**STATED GOAL**.
Please count how many lines in the data below contain the string "tree", with case counting. Reply with the number alone.

┌──

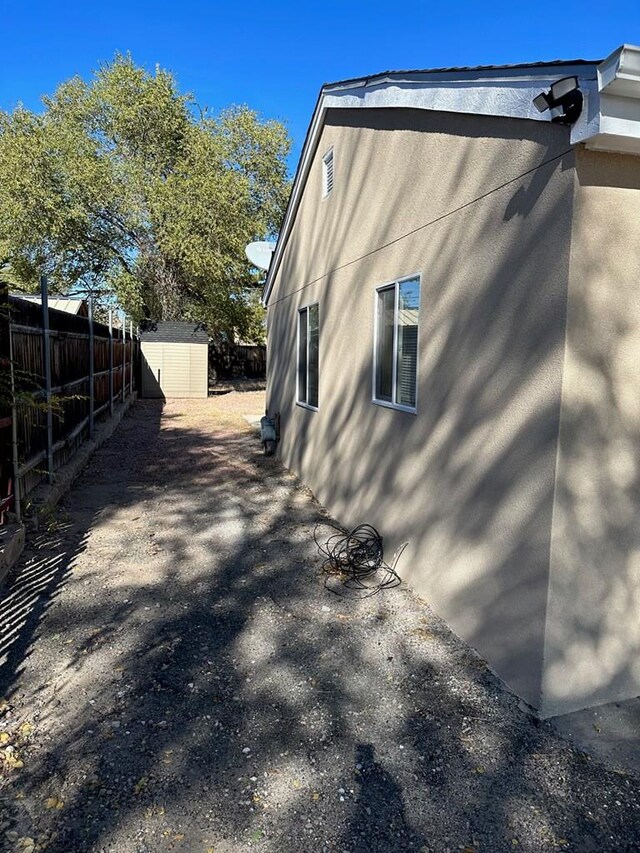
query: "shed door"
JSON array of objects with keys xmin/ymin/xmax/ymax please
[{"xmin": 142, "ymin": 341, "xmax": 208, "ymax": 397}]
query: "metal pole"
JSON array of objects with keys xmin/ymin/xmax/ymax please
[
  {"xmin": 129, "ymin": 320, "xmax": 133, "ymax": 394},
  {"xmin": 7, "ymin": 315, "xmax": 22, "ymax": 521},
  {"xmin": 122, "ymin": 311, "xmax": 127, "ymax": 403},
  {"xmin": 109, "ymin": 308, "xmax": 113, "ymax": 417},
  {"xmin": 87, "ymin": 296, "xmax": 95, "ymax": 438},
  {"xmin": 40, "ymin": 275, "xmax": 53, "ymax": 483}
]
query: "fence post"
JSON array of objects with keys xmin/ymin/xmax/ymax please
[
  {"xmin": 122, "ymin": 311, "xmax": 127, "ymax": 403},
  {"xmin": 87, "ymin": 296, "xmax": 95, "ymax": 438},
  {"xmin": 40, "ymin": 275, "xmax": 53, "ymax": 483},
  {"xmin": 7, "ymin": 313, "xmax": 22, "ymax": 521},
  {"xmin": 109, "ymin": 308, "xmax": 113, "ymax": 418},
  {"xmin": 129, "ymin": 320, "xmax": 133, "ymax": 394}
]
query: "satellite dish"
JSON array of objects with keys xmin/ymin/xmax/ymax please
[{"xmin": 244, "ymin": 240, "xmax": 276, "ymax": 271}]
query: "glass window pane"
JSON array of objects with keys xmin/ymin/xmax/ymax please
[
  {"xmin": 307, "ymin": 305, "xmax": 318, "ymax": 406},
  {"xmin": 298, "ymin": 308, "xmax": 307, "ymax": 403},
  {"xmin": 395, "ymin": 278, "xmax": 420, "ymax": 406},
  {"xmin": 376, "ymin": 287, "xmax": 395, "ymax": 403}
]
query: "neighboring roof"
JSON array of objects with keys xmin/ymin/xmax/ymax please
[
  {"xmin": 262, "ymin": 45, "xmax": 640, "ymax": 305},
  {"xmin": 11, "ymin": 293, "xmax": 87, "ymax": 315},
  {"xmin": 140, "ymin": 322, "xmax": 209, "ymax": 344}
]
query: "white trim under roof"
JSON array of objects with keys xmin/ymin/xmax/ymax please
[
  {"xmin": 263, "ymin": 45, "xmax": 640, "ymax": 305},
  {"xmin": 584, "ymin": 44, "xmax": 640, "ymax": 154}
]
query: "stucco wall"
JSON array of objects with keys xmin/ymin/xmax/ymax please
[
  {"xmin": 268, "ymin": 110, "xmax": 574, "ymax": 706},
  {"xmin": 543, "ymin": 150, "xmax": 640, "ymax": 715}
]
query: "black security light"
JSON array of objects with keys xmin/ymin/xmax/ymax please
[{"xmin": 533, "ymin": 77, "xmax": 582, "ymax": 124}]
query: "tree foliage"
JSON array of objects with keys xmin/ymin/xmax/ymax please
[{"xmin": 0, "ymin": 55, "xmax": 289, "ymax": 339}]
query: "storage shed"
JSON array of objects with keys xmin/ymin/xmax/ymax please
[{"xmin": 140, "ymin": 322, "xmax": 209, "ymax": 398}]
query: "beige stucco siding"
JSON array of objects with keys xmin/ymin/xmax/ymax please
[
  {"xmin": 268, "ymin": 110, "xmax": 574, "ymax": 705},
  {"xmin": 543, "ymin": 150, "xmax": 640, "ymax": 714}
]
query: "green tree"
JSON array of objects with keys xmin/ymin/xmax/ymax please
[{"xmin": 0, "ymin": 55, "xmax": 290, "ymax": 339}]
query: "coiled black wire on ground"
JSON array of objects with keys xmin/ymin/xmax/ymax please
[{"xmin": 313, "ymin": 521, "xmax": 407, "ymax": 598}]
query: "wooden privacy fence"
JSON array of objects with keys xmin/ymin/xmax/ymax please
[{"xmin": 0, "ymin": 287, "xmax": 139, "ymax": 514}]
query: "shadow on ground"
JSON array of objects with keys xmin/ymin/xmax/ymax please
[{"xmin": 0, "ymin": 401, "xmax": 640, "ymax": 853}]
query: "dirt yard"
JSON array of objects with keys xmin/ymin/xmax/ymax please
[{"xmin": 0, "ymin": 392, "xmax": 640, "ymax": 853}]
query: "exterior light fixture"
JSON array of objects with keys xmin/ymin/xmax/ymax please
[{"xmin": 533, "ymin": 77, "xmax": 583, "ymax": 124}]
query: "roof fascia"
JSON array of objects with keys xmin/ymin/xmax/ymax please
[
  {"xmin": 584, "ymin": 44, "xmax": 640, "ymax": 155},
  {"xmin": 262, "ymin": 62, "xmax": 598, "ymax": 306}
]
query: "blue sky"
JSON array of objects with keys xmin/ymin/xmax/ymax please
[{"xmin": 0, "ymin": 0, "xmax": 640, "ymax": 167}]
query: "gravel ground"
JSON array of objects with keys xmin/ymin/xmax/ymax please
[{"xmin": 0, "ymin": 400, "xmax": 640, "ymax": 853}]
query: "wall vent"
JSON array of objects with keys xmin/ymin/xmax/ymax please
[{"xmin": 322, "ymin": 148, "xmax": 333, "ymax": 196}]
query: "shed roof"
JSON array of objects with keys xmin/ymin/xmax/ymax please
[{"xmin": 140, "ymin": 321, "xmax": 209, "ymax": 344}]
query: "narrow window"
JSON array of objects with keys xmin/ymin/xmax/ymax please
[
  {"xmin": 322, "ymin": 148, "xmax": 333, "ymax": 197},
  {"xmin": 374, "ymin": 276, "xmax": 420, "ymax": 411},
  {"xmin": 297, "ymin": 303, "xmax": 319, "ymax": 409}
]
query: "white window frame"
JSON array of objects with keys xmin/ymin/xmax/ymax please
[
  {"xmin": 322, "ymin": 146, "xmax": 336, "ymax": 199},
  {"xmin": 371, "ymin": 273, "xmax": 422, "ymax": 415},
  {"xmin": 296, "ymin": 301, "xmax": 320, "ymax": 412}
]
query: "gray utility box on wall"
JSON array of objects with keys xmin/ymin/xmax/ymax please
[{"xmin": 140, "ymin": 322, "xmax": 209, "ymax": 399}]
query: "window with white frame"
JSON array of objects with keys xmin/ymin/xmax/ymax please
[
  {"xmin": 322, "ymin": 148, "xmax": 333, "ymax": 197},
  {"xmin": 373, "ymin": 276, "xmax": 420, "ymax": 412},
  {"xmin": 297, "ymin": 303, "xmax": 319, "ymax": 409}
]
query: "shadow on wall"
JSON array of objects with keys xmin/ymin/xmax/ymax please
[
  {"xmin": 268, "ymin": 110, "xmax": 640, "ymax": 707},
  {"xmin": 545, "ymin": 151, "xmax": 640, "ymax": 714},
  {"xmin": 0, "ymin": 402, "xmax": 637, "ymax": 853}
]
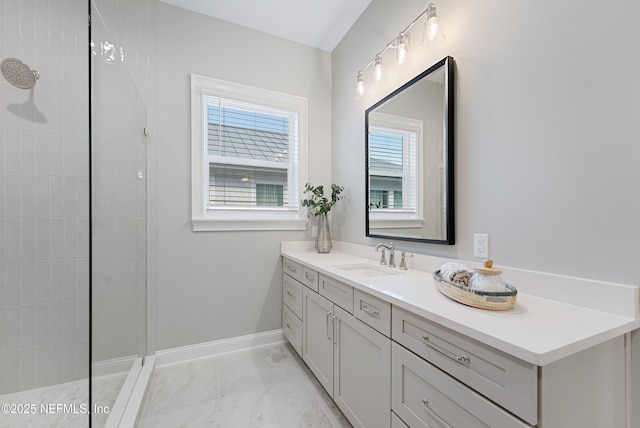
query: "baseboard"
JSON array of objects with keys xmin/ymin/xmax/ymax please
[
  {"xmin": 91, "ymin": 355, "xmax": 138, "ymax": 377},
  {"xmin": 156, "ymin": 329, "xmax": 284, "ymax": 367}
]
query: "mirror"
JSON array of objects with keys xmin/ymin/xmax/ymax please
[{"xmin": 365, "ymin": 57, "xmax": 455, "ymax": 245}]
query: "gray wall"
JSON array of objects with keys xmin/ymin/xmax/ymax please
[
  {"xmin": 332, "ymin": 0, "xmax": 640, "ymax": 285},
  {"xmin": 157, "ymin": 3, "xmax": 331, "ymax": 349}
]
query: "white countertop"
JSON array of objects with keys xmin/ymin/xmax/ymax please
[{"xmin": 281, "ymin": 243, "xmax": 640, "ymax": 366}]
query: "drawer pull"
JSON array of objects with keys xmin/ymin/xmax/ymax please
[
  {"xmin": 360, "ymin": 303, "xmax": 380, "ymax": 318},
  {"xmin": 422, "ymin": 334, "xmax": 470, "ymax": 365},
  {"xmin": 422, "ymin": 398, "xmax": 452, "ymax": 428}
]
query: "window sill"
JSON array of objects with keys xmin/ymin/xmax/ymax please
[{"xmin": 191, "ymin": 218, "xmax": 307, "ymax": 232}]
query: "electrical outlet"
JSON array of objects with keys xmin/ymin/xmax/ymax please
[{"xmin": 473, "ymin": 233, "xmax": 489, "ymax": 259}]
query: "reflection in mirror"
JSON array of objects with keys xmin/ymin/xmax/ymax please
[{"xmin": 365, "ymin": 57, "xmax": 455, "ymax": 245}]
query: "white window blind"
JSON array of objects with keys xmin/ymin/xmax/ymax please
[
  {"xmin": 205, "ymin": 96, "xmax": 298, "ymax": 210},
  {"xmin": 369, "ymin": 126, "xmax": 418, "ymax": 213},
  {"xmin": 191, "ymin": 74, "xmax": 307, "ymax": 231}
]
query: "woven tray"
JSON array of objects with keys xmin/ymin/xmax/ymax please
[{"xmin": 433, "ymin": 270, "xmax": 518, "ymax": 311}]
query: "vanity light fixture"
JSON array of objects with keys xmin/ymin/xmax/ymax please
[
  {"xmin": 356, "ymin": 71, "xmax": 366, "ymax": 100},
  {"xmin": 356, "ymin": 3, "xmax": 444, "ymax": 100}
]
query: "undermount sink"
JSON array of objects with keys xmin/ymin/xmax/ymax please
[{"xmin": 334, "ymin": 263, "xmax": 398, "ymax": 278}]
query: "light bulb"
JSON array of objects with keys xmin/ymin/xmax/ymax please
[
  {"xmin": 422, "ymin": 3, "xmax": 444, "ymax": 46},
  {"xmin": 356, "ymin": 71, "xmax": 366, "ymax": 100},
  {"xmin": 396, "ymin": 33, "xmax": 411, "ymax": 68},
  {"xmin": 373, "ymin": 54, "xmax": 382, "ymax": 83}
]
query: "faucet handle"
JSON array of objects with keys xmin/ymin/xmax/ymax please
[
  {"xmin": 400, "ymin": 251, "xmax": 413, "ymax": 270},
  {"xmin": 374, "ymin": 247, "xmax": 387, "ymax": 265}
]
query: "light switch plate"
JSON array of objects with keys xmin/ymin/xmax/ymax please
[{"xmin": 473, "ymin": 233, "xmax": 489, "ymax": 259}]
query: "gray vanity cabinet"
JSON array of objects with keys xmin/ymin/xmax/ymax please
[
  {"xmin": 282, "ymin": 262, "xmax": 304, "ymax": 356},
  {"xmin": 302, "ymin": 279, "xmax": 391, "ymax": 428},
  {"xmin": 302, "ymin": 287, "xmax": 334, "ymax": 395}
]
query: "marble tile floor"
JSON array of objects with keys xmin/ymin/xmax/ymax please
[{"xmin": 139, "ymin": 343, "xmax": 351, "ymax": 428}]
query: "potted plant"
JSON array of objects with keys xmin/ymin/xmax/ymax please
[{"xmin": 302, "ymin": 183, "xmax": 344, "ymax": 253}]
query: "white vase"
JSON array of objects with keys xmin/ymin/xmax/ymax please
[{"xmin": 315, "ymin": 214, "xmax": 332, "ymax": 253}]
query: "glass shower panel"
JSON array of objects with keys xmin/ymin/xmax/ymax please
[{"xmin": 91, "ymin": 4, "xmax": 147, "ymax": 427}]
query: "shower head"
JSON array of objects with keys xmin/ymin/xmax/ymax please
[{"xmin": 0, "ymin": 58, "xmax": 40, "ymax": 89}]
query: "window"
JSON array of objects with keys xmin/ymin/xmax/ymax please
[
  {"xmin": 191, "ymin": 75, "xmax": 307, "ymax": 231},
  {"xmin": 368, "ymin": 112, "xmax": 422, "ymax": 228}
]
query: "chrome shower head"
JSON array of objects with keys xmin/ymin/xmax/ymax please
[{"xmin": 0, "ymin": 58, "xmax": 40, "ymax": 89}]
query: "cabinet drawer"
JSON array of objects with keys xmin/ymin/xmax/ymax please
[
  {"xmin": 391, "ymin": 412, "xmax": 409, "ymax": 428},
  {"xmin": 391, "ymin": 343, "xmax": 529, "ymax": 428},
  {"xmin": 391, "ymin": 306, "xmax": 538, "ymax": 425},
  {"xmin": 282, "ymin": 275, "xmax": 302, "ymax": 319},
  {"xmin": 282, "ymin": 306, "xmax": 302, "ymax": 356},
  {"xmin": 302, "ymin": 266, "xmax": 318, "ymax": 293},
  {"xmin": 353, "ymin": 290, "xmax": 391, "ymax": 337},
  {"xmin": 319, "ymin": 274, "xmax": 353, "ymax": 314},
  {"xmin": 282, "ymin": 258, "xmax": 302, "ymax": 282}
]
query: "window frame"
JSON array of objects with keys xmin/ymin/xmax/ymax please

└──

**THE ANSWER**.
2